[BEGIN]

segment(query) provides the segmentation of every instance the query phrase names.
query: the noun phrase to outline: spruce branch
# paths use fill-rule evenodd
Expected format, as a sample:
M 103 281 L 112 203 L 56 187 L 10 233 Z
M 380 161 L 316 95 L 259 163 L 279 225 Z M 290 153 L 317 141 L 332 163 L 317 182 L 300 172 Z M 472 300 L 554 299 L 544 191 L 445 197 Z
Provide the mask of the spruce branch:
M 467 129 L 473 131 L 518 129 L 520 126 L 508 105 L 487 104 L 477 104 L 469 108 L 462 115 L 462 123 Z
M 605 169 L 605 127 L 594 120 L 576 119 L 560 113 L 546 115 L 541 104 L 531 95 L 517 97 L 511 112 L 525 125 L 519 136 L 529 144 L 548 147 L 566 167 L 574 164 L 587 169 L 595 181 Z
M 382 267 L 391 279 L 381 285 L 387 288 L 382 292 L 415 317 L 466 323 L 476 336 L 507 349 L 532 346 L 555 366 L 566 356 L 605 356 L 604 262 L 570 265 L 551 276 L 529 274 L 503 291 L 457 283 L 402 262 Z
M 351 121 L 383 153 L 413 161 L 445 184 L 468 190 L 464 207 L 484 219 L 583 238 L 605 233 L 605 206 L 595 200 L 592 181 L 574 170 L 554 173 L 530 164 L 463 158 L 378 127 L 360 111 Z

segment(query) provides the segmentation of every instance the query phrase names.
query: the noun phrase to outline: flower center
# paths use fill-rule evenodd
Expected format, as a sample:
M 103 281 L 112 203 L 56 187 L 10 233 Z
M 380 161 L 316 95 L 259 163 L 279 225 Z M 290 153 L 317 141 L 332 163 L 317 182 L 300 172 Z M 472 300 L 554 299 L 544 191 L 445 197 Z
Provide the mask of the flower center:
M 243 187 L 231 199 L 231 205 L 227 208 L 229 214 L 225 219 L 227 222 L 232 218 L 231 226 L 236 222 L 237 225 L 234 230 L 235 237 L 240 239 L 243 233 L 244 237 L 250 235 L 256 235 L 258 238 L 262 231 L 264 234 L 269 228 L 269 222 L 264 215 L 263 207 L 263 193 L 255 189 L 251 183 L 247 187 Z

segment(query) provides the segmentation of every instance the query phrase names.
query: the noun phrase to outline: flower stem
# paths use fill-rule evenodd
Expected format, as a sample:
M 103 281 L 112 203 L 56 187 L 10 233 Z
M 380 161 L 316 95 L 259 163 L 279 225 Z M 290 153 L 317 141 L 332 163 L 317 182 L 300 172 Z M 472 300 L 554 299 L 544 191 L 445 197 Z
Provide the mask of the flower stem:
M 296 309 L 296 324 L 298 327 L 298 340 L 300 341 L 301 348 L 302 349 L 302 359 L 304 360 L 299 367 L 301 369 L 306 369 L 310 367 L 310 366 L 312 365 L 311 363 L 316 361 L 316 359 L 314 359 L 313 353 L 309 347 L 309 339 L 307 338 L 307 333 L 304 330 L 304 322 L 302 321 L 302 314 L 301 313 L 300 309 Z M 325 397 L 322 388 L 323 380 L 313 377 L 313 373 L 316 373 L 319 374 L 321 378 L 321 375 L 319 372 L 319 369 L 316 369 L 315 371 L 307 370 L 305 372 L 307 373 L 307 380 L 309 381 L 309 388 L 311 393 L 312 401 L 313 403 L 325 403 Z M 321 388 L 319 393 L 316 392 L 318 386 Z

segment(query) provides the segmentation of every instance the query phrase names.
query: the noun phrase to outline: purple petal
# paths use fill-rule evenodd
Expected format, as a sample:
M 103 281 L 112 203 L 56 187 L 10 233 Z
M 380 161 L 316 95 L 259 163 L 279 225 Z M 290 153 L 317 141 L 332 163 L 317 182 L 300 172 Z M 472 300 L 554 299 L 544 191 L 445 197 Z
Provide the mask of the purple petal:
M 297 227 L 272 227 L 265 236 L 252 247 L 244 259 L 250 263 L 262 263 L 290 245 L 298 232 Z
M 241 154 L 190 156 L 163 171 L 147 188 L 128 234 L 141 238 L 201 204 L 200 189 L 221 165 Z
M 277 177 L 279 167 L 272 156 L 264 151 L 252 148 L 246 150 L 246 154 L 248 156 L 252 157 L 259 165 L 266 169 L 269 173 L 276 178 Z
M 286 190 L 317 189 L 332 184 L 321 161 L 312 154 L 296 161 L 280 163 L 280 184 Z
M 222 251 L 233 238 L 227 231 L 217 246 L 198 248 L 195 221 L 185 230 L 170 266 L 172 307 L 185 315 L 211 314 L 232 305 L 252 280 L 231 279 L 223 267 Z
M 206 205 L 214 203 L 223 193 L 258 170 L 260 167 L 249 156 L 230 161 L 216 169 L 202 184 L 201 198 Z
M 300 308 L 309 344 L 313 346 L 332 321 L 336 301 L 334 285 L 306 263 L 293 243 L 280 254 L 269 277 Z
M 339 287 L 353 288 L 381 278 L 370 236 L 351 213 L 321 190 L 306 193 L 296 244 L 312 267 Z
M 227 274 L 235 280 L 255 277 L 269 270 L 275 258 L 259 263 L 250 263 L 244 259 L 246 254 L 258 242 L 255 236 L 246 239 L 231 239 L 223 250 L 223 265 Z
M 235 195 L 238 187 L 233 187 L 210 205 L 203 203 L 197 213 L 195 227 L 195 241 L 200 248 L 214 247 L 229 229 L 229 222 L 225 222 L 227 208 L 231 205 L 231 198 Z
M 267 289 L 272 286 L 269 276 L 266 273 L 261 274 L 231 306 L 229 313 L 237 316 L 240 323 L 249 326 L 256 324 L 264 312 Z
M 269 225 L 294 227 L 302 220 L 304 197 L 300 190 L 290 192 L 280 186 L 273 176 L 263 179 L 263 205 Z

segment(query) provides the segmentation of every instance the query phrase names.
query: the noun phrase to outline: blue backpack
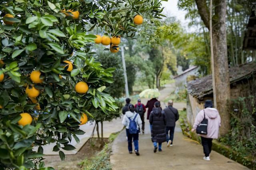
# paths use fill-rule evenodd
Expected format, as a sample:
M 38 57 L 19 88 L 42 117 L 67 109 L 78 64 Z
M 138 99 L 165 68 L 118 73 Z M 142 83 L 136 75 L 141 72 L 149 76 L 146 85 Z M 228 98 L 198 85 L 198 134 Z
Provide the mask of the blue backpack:
M 129 124 L 129 133 L 130 134 L 136 134 L 138 133 L 138 129 L 137 129 L 137 123 L 135 122 L 136 117 L 138 115 L 138 113 L 136 114 L 134 118 L 132 120 L 130 118 L 128 117 L 130 121 L 130 124 Z

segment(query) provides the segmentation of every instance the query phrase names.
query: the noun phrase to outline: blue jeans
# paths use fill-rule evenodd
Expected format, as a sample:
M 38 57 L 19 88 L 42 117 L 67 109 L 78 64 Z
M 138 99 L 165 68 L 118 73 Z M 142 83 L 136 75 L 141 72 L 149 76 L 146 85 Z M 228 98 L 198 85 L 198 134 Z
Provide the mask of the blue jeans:
M 172 145 L 172 141 L 173 141 L 173 137 L 174 134 L 174 126 L 166 126 L 166 142 L 168 142 L 168 141 L 170 140 L 172 141 L 171 145 Z M 170 131 L 170 136 L 168 135 L 168 132 Z
M 128 150 L 129 151 L 132 151 L 132 139 L 133 138 L 133 143 L 134 145 L 135 150 L 139 151 L 139 131 L 135 134 L 131 134 L 129 133 L 129 129 L 126 129 L 126 134 L 128 137 Z
M 153 143 L 154 147 L 157 147 L 157 143 L 154 142 Z M 162 143 L 158 143 L 158 150 L 162 149 Z

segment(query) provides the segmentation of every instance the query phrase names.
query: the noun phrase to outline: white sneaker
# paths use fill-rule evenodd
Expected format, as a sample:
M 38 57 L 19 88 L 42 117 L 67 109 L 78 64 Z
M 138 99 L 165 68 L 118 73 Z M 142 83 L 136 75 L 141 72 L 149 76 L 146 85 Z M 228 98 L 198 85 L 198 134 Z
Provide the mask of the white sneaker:
M 208 161 L 210 160 L 210 157 L 209 156 L 207 156 L 207 157 L 204 156 L 204 159 L 206 160 L 208 160 Z
M 167 143 L 167 147 L 170 147 L 171 143 L 172 143 L 172 141 L 171 141 L 170 140 L 169 140 L 169 141 L 168 141 L 168 142 Z

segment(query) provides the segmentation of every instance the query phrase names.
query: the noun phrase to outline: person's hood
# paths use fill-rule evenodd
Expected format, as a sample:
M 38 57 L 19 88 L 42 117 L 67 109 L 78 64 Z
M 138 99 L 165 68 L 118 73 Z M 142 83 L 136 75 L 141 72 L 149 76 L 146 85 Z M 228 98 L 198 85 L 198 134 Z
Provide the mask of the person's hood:
M 127 111 L 125 112 L 125 115 L 126 115 L 127 117 L 130 118 L 132 117 L 134 115 L 135 112 L 134 113 L 132 112 L 131 111 Z
M 215 108 L 207 107 L 205 109 L 205 114 L 210 119 L 215 119 L 219 115 L 219 112 Z
M 160 107 L 154 107 L 153 108 L 153 113 L 156 115 L 158 115 L 161 113 L 162 110 Z

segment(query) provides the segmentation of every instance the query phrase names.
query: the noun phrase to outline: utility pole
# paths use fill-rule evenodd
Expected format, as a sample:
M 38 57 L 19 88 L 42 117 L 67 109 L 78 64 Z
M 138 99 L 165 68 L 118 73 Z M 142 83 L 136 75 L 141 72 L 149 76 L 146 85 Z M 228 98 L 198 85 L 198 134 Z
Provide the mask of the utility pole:
M 213 101 L 214 107 L 217 108 L 216 101 L 216 89 L 215 87 L 215 79 L 214 76 L 214 60 L 213 54 L 213 45 L 212 43 L 212 0 L 210 0 L 210 39 L 211 49 L 211 67 L 212 68 L 212 93 L 213 94 Z
M 126 74 L 126 66 L 125 64 L 124 59 L 124 49 L 123 46 L 121 47 L 121 52 L 122 55 L 122 61 L 123 62 L 123 67 L 124 68 L 124 76 L 125 81 L 125 94 L 126 98 L 129 97 L 129 90 L 128 90 L 128 82 L 127 81 L 127 75 Z

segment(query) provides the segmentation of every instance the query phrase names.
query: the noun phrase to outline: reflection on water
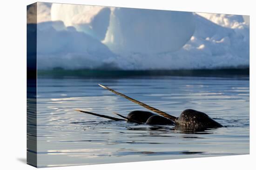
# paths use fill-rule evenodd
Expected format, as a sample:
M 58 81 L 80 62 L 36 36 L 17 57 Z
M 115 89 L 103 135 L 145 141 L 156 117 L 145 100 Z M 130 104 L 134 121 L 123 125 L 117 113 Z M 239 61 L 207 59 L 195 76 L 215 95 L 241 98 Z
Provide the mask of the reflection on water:
M 116 117 L 143 107 L 101 83 L 178 116 L 191 108 L 225 127 L 188 132 L 171 126 L 112 121 L 75 111 Z M 39 79 L 39 167 L 169 159 L 249 153 L 248 78 L 158 77 Z

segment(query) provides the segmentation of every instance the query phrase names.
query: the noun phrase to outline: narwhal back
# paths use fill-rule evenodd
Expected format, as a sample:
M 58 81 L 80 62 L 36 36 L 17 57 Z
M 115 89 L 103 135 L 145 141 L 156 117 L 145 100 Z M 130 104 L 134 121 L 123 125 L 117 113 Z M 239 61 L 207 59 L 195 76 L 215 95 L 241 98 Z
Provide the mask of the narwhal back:
M 175 122 L 176 126 L 187 129 L 202 129 L 223 126 L 205 113 L 193 109 L 185 110 Z

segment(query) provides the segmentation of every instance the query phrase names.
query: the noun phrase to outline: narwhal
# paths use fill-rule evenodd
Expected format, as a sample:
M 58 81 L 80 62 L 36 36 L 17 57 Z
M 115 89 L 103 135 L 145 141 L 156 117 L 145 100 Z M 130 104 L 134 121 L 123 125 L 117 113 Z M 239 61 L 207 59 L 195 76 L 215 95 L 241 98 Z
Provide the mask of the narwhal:
M 115 121 L 126 120 L 129 122 L 151 125 L 174 125 L 175 128 L 181 130 L 203 130 L 208 128 L 223 126 L 204 113 L 193 109 L 186 109 L 182 112 L 179 117 L 176 117 L 107 87 L 101 84 L 99 85 L 158 114 L 147 111 L 133 111 L 125 117 L 114 113 L 115 114 L 123 118 L 119 119 L 78 109 L 75 109 L 76 111 Z

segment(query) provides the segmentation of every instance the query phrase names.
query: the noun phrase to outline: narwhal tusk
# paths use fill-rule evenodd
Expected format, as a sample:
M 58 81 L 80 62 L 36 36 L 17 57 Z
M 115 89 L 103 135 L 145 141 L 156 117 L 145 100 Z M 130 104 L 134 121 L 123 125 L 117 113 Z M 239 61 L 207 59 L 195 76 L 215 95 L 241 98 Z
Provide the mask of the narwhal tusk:
M 78 111 L 78 112 L 84 113 L 85 113 L 92 114 L 92 115 L 94 115 L 94 116 L 97 116 L 101 117 L 102 118 L 105 118 L 111 119 L 111 120 L 116 120 L 116 121 L 118 121 L 118 120 L 126 120 L 124 119 L 121 119 L 114 118 L 114 117 L 106 116 L 106 115 L 103 115 L 103 114 L 94 113 L 90 112 L 87 112 L 87 111 L 84 111 L 81 110 L 79 110 L 79 109 L 74 109 L 74 110 L 77 111 Z
M 129 100 L 130 101 L 131 101 L 132 102 L 133 102 L 134 103 L 136 103 L 136 104 L 138 104 L 138 105 L 141 105 L 141 106 L 149 110 L 151 110 L 151 111 L 153 111 L 153 112 L 155 112 L 158 114 L 159 114 L 160 115 L 162 115 L 162 116 L 163 116 L 163 117 L 166 117 L 166 118 L 168 118 L 168 119 L 170 119 L 171 120 L 173 120 L 173 121 L 175 121 L 175 120 L 176 119 L 176 117 L 175 116 L 172 116 L 171 115 L 169 115 L 169 114 L 168 114 L 167 113 L 166 113 L 165 112 L 163 112 L 163 111 L 162 111 L 160 110 L 158 110 L 155 108 L 154 108 L 153 107 L 151 107 L 151 106 L 149 106 L 145 103 L 142 103 L 142 102 L 141 102 L 140 101 L 138 101 L 136 100 L 135 100 L 135 99 L 134 99 L 133 98 L 130 98 L 130 97 L 128 97 L 128 96 L 126 95 L 124 95 L 121 93 L 119 93 L 119 92 L 118 92 L 116 91 L 115 91 L 114 90 L 113 90 L 112 89 L 111 89 L 110 88 L 109 88 L 107 87 L 106 87 L 106 86 L 103 86 L 101 84 L 98 84 L 98 85 L 101 86 L 101 87 L 102 87 L 102 88 L 104 88 L 105 89 L 107 89 L 109 91 L 110 91 L 111 92 L 116 94 L 118 94 L 118 95 L 119 95 L 120 96 L 122 96 L 122 97 L 124 97 L 125 98 L 127 99 L 128 99 L 128 100 Z
M 125 119 L 126 120 L 127 120 L 128 121 L 129 121 L 130 122 L 134 122 L 134 123 L 138 123 L 139 124 L 143 124 L 143 123 L 141 123 L 141 122 L 140 122 L 139 121 L 138 121 L 137 120 L 133 120 L 131 118 L 128 118 L 127 117 L 125 117 L 125 116 L 124 116 L 123 115 L 121 115 L 120 114 L 119 114 L 117 113 L 115 113 L 115 112 L 113 112 L 113 113 L 115 114 L 116 114 L 117 115 L 118 115 L 119 116 L 120 116 L 122 118 L 124 118 L 124 119 Z

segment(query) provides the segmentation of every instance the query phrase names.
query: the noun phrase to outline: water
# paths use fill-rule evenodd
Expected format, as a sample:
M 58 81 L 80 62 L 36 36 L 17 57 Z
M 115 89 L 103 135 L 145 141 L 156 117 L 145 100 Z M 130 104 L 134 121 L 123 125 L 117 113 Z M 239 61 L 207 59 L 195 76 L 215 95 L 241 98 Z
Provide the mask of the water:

[END]

- Work required
Please update the items from the first line through the line that contains "M 243 187 L", changing "spruce branch" to "pine branch" and leaving everything else unchanged.

- Written response
segment(query) provides the segmentation of every instance the query phrase names.
query: the noun phrase to outline: pine branch
# paths use fill-rule evenodd
Expected format, as a sample:
M 103 281 L 112 203 L 56 187 L 10 233 Z
M 380 161 L 316 95 L 259 163 L 279 225 Z M 290 153 L 317 141 L 332 163 L 317 182 L 300 172 Z M 472 300 L 554 299 L 544 191 L 445 197 Z
Provide the mask of the pine branch:
M 467 129 L 473 131 L 518 129 L 520 126 L 508 105 L 487 104 L 477 104 L 469 108 L 462 115 L 462 123 Z
M 605 169 L 605 127 L 594 120 L 576 119 L 560 113 L 546 115 L 541 104 L 531 95 L 517 97 L 511 112 L 525 125 L 519 136 L 529 144 L 548 147 L 566 167 L 574 164 L 587 169 L 595 181 Z
M 382 267 L 391 279 L 381 285 L 387 288 L 382 292 L 415 317 L 466 323 L 476 336 L 507 349 L 532 346 L 555 366 L 566 356 L 605 356 L 604 262 L 570 265 L 551 276 L 529 274 L 503 291 L 457 283 L 402 262 Z
M 351 121 L 383 153 L 413 161 L 445 184 L 468 190 L 464 207 L 484 219 L 583 238 L 605 233 L 605 206 L 595 200 L 592 181 L 574 170 L 554 173 L 530 164 L 463 158 L 378 127 L 360 111 Z

segment(query) provides the segmentation of every instance the query phrase names.
query: the noun phrase to outline: flower center
# paths use fill-rule evenodd
Expected format, as a sample:
M 103 281 L 112 203 L 56 187 L 10 233 Z
M 380 161 L 316 95 L 259 163 L 279 225 Z M 290 153 L 317 141 L 332 163 L 317 182 L 300 172 Z M 472 300 L 554 299 L 544 191 L 445 197 Z
Provide the mask of the flower center:
M 243 187 L 231 199 L 231 205 L 227 208 L 229 214 L 225 219 L 227 222 L 232 218 L 231 226 L 236 222 L 237 225 L 234 230 L 235 237 L 240 239 L 243 233 L 244 237 L 250 235 L 256 235 L 258 238 L 262 231 L 264 234 L 269 228 L 269 222 L 264 215 L 263 207 L 263 193 L 255 189 L 251 183 L 247 187 Z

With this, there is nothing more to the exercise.